→ AIM OF THE EXERCISE: Can you pull out every line in the items below that contains the word "dark"?

(Image entries with named regions)
################
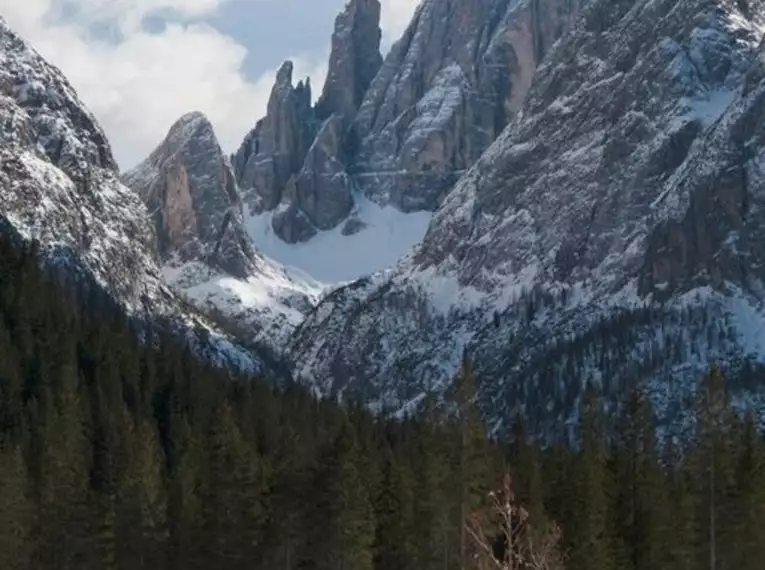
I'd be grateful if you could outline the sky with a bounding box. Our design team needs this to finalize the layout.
[0,0,418,169]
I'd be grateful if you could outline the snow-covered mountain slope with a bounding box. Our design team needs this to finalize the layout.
[0,14,265,369]
[233,0,580,246]
[123,113,322,354]
[291,0,765,430]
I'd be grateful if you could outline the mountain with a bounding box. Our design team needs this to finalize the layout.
[290,0,765,433]
[233,0,578,253]
[0,14,271,370]
[123,113,321,353]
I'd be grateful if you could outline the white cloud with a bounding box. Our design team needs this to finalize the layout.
[381,0,420,43]
[0,0,326,167]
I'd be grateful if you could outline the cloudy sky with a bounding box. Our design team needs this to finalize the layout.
[0,0,418,169]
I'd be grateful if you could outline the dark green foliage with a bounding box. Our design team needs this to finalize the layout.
[0,232,765,570]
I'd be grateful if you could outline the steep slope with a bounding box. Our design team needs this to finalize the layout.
[291,0,765,433]
[123,113,321,353]
[0,18,264,369]
[233,0,579,256]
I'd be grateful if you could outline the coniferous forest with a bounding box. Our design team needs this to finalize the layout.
[0,232,765,570]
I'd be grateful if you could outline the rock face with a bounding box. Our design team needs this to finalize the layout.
[0,18,266,369]
[233,61,315,216]
[123,112,320,355]
[291,0,765,434]
[316,0,382,121]
[352,0,578,212]
[234,0,579,243]
[123,113,253,278]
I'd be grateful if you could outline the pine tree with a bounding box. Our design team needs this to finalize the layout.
[374,453,417,570]
[692,365,735,570]
[454,355,488,570]
[727,416,765,570]
[309,420,375,570]
[565,384,614,570]
[614,387,671,570]
[0,442,34,570]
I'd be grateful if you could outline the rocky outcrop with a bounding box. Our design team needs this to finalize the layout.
[352,0,579,212]
[0,17,260,370]
[124,112,319,355]
[291,0,765,430]
[123,113,253,278]
[316,0,382,122]
[235,0,579,242]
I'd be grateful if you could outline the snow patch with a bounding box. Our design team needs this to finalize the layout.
[245,195,432,284]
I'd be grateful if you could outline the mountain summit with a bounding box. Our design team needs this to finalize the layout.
[291,0,765,432]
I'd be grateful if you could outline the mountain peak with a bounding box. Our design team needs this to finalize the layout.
[317,0,383,121]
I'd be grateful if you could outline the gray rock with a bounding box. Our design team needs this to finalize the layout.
[351,0,579,212]
[233,61,316,212]
[123,113,253,278]
[274,115,353,243]
[291,0,765,437]
[235,0,579,242]
[0,17,260,370]
[316,0,382,125]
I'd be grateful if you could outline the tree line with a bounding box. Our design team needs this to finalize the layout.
[0,232,765,570]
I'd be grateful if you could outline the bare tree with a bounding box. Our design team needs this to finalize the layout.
[465,474,564,570]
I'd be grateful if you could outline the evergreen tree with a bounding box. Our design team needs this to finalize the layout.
[454,355,489,570]
[564,384,615,570]
[0,440,34,570]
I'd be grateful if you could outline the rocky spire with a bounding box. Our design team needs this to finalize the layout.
[317,0,382,121]
[124,113,252,278]
[234,61,315,211]
[353,0,579,211]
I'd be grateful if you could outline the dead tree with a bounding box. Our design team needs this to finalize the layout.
[466,474,564,570]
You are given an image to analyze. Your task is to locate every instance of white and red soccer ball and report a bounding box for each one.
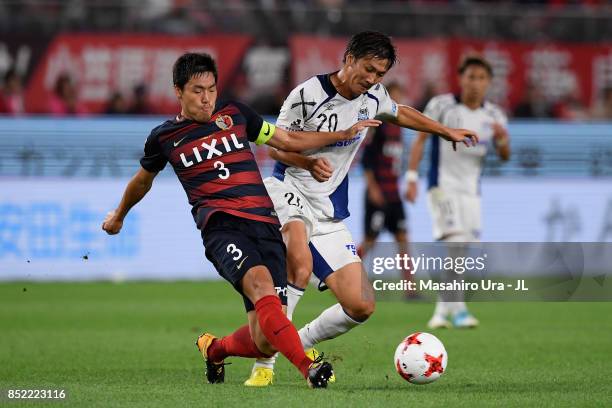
[394,332,448,384]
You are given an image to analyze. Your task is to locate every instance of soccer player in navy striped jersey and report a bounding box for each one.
[102,53,379,388]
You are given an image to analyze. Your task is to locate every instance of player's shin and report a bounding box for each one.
[299,303,362,349]
[207,325,268,362]
[253,284,305,369]
[255,295,312,378]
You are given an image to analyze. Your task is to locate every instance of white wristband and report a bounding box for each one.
[406,170,419,182]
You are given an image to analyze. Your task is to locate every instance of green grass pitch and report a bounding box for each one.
[0,282,612,407]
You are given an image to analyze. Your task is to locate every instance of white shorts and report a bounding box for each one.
[427,187,481,242]
[264,177,361,281]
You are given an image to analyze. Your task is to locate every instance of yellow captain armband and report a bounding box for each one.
[255,120,276,145]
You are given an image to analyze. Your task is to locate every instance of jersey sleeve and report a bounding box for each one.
[493,107,508,128]
[361,128,380,170]
[234,102,276,145]
[140,129,168,173]
[376,84,398,118]
[276,85,312,132]
[423,97,442,122]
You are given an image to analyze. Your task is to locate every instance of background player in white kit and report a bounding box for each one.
[245,31,478,386]
[406,56,510,328]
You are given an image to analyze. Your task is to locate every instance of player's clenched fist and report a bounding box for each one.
[344,119,382,139]
[102,211,123,235]
[308,157,334,183]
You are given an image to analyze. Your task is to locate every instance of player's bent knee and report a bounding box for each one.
[287,255,312,288]
[242,266,276,303]
[251,325,276,356]
[253,334,276,356]
[342,299,376,322]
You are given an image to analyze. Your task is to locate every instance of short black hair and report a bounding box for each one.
[342,31,397,69]
[457,55,493,77]
[172,52,217,89]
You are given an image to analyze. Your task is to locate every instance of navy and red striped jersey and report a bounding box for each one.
[140,102,279,229]
[361,123,404,202]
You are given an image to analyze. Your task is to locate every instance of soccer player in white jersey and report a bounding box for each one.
[406,56,510,329]
[245,31,478,386]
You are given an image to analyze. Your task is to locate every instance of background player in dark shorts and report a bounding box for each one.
[102,53,379,387]
[358,82,418,298]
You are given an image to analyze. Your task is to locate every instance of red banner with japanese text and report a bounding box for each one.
[26,34,251,113]
[289,36,449,105]
[290,36,612,114]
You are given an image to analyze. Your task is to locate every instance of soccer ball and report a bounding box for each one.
[394,332,448,384]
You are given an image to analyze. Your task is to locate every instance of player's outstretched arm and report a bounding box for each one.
[406,132,429,203]
[102,168,157,235]
[493,123,510,161]
[269,149,334,183]
[264,119,381,152]
[388,105,478,148]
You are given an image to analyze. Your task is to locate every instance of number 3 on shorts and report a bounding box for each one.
[227,244,242,261]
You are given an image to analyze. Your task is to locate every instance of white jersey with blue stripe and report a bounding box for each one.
[423,94,508,195]
[274,74,398,219]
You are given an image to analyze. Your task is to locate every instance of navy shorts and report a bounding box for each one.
[202,212,287,312]
[364,197,406,239]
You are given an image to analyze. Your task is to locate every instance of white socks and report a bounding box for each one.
[253,284,304,369]
[434,299,467,318]
[298,303,360,349]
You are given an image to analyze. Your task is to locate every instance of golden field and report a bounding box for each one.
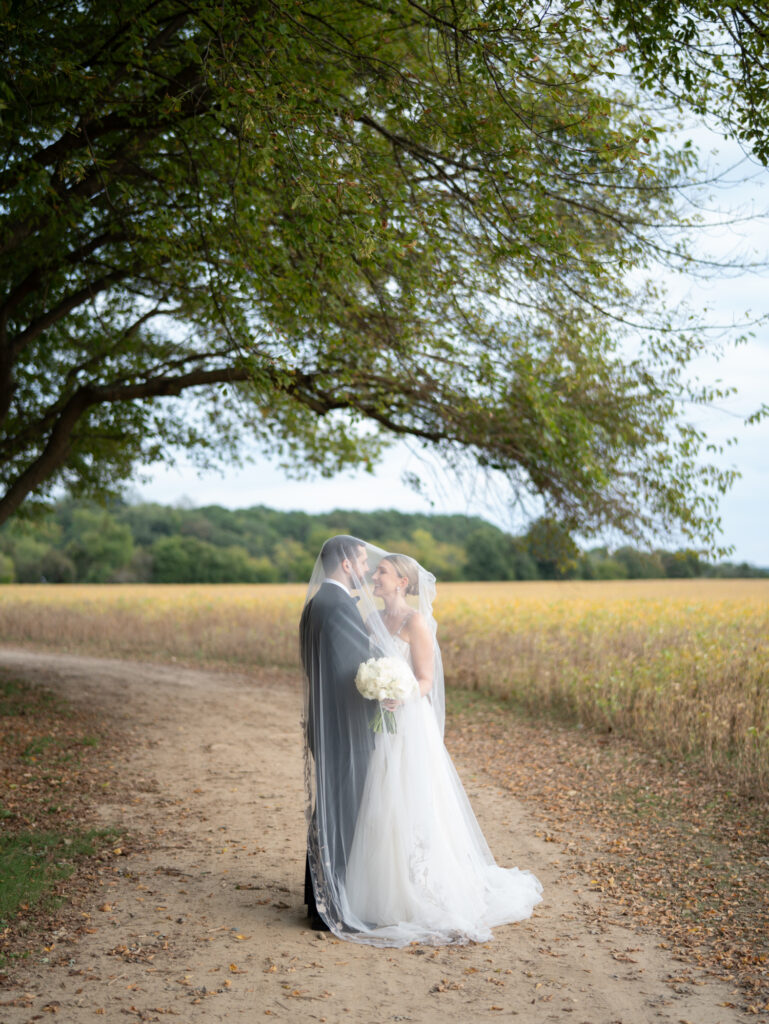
################
→ RESULT FOR THIS EXERCISE:
I'd be grateful if you could outline the dark green foliage with a bounding box. Our design team needs this to finalize the layout.
You are given an image to analyze. Your task is to locate every instance of background player in dark shorts and report a bounding box for each one.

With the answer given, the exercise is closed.